TASK BRIEF ▸ Transcribe all the entries word for word, but omit the images.

(Extracted data entries)
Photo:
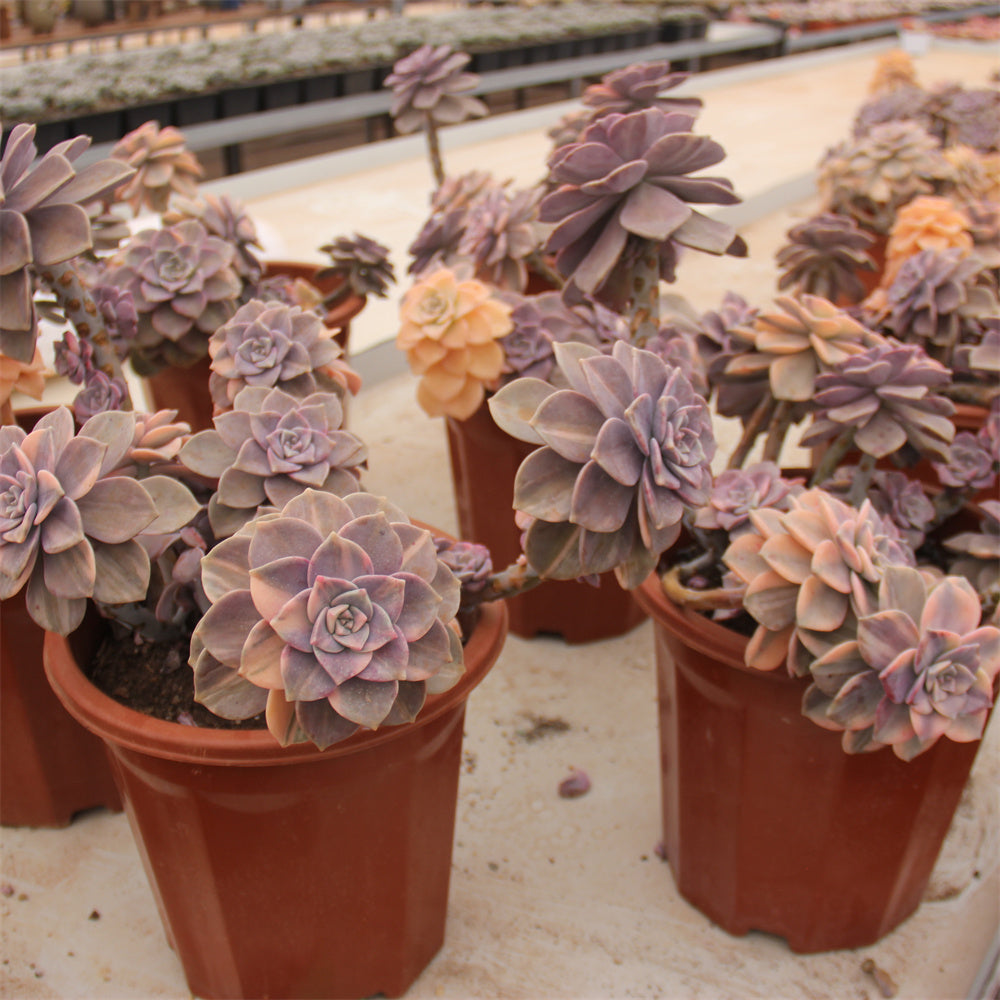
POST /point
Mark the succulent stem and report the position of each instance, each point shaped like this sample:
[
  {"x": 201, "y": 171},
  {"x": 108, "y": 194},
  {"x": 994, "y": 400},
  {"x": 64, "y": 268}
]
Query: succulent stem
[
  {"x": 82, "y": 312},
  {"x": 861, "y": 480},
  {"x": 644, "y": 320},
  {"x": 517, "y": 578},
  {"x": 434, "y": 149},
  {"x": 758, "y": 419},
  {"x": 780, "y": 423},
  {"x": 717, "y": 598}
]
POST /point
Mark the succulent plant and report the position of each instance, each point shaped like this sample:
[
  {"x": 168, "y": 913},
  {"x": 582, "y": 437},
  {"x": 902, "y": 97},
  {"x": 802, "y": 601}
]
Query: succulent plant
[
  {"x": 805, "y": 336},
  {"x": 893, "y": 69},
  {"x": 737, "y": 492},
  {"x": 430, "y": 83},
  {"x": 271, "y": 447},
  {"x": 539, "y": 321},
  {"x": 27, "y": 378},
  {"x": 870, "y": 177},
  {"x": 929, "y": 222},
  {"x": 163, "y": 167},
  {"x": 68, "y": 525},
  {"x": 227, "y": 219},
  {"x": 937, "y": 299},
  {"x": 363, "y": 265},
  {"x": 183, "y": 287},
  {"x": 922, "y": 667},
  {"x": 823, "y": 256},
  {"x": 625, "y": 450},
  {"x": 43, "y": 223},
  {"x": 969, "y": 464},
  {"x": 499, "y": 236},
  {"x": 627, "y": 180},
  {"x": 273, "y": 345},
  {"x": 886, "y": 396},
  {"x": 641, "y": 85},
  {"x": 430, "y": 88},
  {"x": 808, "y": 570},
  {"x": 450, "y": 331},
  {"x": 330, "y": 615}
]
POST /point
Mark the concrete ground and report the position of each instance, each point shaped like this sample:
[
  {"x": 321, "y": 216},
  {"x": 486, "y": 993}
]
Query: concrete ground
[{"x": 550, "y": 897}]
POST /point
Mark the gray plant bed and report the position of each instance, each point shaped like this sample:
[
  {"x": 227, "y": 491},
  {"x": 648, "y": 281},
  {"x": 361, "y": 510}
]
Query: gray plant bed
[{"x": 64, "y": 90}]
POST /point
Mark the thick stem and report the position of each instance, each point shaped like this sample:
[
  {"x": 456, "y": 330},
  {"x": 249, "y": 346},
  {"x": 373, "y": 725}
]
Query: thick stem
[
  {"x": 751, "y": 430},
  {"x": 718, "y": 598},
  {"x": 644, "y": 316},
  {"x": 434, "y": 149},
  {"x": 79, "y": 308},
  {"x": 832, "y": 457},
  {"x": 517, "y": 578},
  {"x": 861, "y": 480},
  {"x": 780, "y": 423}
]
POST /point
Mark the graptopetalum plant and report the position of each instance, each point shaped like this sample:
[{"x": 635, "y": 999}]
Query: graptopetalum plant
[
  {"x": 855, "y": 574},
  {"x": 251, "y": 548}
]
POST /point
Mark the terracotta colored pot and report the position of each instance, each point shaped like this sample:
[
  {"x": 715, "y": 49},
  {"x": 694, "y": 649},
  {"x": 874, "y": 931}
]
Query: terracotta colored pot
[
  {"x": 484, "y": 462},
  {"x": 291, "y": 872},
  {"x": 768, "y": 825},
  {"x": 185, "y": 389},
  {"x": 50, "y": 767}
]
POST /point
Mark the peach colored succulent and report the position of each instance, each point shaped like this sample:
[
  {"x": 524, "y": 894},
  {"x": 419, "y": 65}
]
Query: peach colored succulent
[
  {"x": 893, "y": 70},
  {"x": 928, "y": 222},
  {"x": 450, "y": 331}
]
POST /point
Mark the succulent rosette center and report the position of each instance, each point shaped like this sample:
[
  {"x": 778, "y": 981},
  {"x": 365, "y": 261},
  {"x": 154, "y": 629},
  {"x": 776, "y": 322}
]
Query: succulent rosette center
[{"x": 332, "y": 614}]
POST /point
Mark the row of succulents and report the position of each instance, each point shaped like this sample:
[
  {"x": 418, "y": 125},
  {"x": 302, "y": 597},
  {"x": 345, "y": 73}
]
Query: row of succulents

RIGHT ANSWER ▸
Photo:
POST /point
Mark the succulent stem and report the position of each instance, each point shaped like this sample:
[
  {"x": 201, "y": 171},
  {"x": 108, "y": 194},
  {"x": 994, "y": 400},
  {"x": 64, "y": 268}
]
Query: succulent stem
[
  {"x": 82, "y": 312},
  {"x": 861, "y": 480},
  {"x": 644, "y": 320},
  {"x": 517, "y": 578},
  {"x": 434, "y": 149},
  {"x": 758, "y": 419},
  {"x": 780, "y": 423},
  {"x": 717, "y": 598}
]
POST /point
Mark the succulent plant and report the position of each instance, each point shaped like this sample:
[
  {"x": 168, "y": 913},
  {"x": 582, "y": 437},
  {"x": 902, "y": 97},
  {"x": 802, "y": 601}
]
Query: succulent plant
[
  {"x": 805, "y": 336},
  {"x": 893, "y": 69},
  {"x": 737, "y": 492},
  {"x": 430, "y": 83},
  {"x": 271, "y": 447},
  {"x": 539, "y": 321},
  {"x": 27, "y": 378},
  {"x": 870, "y": 177},
  {"x": 929, "y": 222},
  {"x": 163, "y": 167},
  {"x": 68, "y": 525},
  {"x": 227, "y": 219},
  {"x": 937, "y": 299},
  {"x": 363, "y": 265},
  {"x": 183, "y": 287},
  {"x": 922, "y": 667},
  {"x": 823, "y": 256},
  {"x": 625, "y": 450},
  {"x": 43, "y": 223},
  {"x": 969, "y": 464},
  {"x": 499, "y": 236},
  {"x": 627, "y": 180},
  {"x": 273, "y": 345},
  {"x": 886, "y": 396},
  {"x": 641, "y": 85},
  {"x": 430, "y": 88},
  {"x": 808, "y": 570},
  {"x": 450, "y": 331},
  {"x": 330, "y": 615}
]
POST /point
Mark the concrete ground and report the position of each instance, each point shaped like this sample:
[
  {"x": 321, "y": 216},
  {"x": 486, "y": 993}
]
Query: concrete ground
[{"x": 550, "y": 897}]
POST /point
Mark the gray plant bed and report the position of each instance, each point shaped like this sample:
[
  {"x": 227, "y": 491},
  {"x": 648, "y": 281},
  {"x": 361, "y": 510}
]
Query: gray plant bed
[{"x": 64, "y": 90}]
POST /point
Mark the thick stem and report the position of each instance, each point shaped like this sample:
[
  {"x": 456, "y": 330},
  {"x": 249, "y": 346},
  {"x": 373, "y": 725}
]
Query: thick stem
[
  {"x": 751, "y": 430},
  {"x": 718, "y": 598},
  {"x": 644, "y": 316},
  {"x": 434, "y": 149},
  {"x": 79, "y": 308},
  {"x": 832, "y": 457},
  {"x": 517, "y": 578},
  {"x": 861, "y": 480},
  {"x": 780, "y": 423}
]
POST /point
Mark the graptopetalum plant and report the position of each instance, each point shaped like this sample:
[{"x": 635, "y": 999}]
Query: graptopetalum plant
[
  {"x": 855, "y": 574},
  {"x": 251, "y": 548}
]
POST /point
Mark the terracotta colored pot and report the position of each instance, each point shaped like this sample:
[
  {"x": 715, "y": 49},
  {"x": 694, "y": 649},
  {"x": 874, "y": 931}
]
Query: terracotta colored pot
[
  {"x": 484, "y": 462},
  {"x": 291, "y": 872},
  {"x": 768, "y": 825},
  {"x": 185, "y": 389},
  {"x": 50, "y": 767}
]
POST /point
Mark the peach colored succulent and report the position of each instance, each point shaped like this sample:
[
  {"x": 524, "y": 894},
  {"x": 419, "y": 65}
]
Query: peach colored succulent
[
  {"x": 893, "y": 70},
  {"x": 928, "y": 222},
  {"x": 450, "y": 331}
]
POST /point
Mark the succulent rosette center and report the position of each instance, each point shaped like this sample:
[
  {"x": 778, "y": 981},
  {"x": 365, "y": 261},
  {"x": 154, "y": 629},
  {"x": 776, "y": 322}
]
Query: succulent rosette center
[{"x": 332, "y": 614}]
POST /point
Mark the row of succulents and report the position of each instance, each point shaped like this sample:
[
  {"x": 418, "y": 125},
  {"x": 302, "y": 597},
  {"x": 345, "y": 73}
]
Query: row of succulents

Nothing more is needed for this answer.